▶ _Esercizi da svolgere_
(a) Stabilisci se le affermazioni seguenti concordano con il testo sulla Robiola di Roccaverano: (i) il disciplinare della Dop consente una percentuale di latte vaccino pari all'85%; (ii) Slow Food promuove anche la robiola prodotta con latte vaccino; (iii) tutti i produttori storici hanno abbandonato il metodo tradizionale. Per ciascuna rispondi sì o no e riporta tra virgolette le parole del testo che lo dimostrano.
(b) Procedi con il testo sulla Robiola di Roccaverano e scrivine il seguito a partire dalla sua ultima frase.

▶ _Blocco di testo_
-------------------------
L’attuale disciplinare, che ha istituito la Dop, permette infatti una percentuale di latte vaccino pari all’85% e, cosa ancora più sorprendente, la percentuale residua può essere composta da latte caprino, oppure a scelta, ovino. I produttori storici non si sono arresi a questa normativa e, alcuni di loro continuano a fare robiole come si faceva duecento anni fa. Slow food ha inserito questa formaggetta tra i suoi presidi e – pare quasi superfluo aggiungerlo – valorizza e promuove esclusivamente la Robiola di Roccaverano classica, quella cioè totalmente composta da latte crudo di capra. Agli appassionati consigliamo comunque di tenere alto il livello d’attenzione sull’argomento.
-------------------------
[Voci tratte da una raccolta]
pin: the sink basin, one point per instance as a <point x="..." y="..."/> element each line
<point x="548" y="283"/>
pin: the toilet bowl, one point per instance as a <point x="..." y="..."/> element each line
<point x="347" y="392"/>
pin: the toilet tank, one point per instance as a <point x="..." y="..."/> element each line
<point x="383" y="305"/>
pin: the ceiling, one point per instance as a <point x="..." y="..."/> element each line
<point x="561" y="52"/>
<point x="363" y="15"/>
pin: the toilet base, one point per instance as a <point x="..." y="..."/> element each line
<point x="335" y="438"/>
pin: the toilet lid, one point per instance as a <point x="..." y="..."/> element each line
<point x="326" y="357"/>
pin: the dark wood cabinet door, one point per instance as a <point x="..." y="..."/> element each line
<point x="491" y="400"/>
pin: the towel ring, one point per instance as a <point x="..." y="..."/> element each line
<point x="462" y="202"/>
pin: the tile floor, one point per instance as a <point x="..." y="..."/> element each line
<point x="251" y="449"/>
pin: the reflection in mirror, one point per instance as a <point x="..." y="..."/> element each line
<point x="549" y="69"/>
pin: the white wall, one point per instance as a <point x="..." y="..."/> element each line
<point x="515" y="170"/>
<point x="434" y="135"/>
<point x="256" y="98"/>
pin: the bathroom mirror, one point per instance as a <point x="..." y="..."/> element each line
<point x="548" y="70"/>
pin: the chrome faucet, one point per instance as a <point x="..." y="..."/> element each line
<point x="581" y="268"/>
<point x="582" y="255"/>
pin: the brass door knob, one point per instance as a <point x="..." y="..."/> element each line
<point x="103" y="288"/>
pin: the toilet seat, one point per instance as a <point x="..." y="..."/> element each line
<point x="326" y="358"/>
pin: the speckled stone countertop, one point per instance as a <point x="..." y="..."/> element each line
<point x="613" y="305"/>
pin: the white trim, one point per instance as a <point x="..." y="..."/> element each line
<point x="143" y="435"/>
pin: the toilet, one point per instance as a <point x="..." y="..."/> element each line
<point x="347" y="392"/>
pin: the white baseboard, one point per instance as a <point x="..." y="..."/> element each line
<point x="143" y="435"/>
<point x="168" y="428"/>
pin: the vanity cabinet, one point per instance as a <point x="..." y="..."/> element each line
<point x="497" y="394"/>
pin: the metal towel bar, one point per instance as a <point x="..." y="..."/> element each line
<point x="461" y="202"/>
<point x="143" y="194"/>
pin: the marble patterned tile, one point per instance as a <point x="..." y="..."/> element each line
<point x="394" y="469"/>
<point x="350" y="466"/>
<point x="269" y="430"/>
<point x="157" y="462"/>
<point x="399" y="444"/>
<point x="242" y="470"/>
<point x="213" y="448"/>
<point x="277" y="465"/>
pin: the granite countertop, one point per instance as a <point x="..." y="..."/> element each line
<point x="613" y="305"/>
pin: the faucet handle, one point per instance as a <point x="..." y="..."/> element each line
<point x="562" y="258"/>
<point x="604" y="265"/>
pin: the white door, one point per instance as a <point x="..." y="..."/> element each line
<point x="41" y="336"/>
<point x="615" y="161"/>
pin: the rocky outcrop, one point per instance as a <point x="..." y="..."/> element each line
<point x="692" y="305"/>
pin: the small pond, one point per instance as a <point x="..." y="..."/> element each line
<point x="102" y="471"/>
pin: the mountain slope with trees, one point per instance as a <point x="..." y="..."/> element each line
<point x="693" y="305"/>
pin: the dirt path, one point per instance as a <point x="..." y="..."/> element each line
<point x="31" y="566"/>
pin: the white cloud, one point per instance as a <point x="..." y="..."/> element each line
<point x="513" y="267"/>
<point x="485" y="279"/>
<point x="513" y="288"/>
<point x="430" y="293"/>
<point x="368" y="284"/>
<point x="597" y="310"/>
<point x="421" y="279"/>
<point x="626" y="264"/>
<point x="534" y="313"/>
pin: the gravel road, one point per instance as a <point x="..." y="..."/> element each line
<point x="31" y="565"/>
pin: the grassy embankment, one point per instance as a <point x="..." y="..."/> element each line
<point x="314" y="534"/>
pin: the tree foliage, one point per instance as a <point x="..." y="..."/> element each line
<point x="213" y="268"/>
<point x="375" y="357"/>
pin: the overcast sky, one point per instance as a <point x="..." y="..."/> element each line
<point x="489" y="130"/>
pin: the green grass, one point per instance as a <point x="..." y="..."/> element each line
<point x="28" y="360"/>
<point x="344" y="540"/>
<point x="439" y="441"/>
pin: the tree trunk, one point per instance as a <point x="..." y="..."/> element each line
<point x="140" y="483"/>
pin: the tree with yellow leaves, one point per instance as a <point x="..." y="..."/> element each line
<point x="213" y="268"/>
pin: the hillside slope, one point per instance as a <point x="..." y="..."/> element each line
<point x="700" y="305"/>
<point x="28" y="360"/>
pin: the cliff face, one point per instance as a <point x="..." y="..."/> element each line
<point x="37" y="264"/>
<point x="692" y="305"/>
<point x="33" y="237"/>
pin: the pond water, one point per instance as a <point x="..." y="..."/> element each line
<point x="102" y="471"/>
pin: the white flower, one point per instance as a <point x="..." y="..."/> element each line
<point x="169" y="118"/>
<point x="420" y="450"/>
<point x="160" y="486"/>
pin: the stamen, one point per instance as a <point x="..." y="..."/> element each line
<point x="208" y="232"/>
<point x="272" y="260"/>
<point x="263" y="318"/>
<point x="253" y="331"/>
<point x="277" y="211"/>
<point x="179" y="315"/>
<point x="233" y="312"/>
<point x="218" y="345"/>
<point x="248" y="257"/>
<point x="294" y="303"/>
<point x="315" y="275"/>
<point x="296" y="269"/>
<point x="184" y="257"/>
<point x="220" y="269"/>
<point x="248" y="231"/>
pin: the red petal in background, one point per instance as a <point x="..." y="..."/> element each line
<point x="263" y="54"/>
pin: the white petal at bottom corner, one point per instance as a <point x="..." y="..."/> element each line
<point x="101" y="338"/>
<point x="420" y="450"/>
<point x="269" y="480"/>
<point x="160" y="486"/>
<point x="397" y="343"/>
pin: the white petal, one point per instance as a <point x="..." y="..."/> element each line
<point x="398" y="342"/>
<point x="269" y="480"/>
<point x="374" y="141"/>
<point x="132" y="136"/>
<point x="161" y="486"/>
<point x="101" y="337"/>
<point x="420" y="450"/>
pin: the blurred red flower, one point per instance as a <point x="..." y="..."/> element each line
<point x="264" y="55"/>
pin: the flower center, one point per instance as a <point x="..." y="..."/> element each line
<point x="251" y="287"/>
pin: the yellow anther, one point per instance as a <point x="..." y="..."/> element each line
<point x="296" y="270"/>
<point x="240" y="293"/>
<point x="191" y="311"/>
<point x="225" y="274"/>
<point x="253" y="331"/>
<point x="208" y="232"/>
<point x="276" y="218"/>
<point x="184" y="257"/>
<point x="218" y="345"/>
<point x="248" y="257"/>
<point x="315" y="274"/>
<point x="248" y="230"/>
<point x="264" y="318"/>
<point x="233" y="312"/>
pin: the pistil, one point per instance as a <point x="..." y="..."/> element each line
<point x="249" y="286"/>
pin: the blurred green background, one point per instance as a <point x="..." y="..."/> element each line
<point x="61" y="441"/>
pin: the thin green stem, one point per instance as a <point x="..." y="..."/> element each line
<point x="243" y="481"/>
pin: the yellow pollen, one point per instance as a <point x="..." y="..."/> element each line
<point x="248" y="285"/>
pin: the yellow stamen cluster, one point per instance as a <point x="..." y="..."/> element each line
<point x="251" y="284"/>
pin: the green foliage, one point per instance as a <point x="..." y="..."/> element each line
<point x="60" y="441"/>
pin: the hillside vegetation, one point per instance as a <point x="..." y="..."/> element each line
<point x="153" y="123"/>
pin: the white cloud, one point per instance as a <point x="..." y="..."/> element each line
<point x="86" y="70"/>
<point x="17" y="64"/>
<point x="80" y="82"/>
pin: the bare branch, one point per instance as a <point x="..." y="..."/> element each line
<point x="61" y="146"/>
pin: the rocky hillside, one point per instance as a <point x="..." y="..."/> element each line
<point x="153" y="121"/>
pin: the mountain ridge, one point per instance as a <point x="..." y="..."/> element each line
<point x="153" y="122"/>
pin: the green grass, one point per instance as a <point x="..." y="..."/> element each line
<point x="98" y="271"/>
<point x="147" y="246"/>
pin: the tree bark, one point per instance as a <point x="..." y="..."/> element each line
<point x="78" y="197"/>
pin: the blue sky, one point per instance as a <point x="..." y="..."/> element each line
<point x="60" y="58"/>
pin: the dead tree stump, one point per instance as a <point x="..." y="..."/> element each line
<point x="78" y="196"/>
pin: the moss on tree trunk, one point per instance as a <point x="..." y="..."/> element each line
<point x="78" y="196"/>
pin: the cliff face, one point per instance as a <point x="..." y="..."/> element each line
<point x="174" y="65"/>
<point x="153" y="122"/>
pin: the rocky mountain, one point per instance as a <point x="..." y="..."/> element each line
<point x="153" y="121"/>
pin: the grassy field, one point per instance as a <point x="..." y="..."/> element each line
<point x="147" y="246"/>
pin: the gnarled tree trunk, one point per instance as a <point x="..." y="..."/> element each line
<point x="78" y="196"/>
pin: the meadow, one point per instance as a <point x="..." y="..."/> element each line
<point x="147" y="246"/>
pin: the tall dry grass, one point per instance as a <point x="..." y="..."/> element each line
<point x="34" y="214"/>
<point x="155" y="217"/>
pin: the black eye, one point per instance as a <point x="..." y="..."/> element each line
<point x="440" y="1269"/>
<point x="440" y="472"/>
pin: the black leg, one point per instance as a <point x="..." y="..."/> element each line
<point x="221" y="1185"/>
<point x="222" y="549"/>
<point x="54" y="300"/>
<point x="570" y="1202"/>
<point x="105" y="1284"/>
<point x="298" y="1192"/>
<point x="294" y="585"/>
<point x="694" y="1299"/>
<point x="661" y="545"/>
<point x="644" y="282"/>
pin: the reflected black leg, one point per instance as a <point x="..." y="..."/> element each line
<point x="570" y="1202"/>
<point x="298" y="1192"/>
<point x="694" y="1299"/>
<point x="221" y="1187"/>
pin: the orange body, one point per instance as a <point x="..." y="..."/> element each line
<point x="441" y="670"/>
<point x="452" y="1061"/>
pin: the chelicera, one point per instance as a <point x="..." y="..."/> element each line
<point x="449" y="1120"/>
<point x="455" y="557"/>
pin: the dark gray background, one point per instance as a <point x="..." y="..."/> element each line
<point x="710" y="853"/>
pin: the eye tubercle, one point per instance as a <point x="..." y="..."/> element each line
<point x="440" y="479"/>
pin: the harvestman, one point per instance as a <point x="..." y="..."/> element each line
-------------------------
▶ _Risposte fornite_
(a)
(i) Sì: «permette infatti una percentuale di latte vaccino pari all’85%».
(ii) No: «valorizza e promuove esclusivamente la Robiola di Roccaverano classica, quella cioè totalmente composta da latte crudo di capra».
(iii) No: «alcuni di loro continuano a fare robiole come si faceva duecento anni fa».

(b)
Ma andiamo a ripercorrere la storia di questo formaggio: Ha origini antichissime, il caprino di Roccaverano, l’unico caprino storico italiano, il solo degno di confrontarsi con i chèvres d’oltralpe che come attestato da testimonianze che risalgono al periodo celtico-ligure, in seguito raccontato da Plinio e Pantaleone, che ne apprezzarono le qualità e ne illustrarono il ciclo produttivo. Il suo nome richiama sia il latino “robium”, con riferimento al colore rossiccio della parte esterna della pasta, sia il nome del paese di Roccaverano nell’astigiano da dove si è originato il prodotto. Attualmente, la Robiola di Roccaverano è l’unico formaggio Dop italiano che può essere prodotto con tre tipi diversi di latte: vaccino, caprino e/o ovino, anche se, come detto, una volta era prodotto solo con latte di pecora. Il latte proviene da due mungiture giornaliere, ed è leggermente scremato per affioramento. La Robiola di Roccaverano è un formaggio grasso a pasta fresca, la maturazione è breve e può durare al massimo 20 giorni a seconda della microflora lattea. L’alimentazione base degli animali deve essere costituita da foraggi verdi o conservati. Si produce in ogni periodo dell’anno.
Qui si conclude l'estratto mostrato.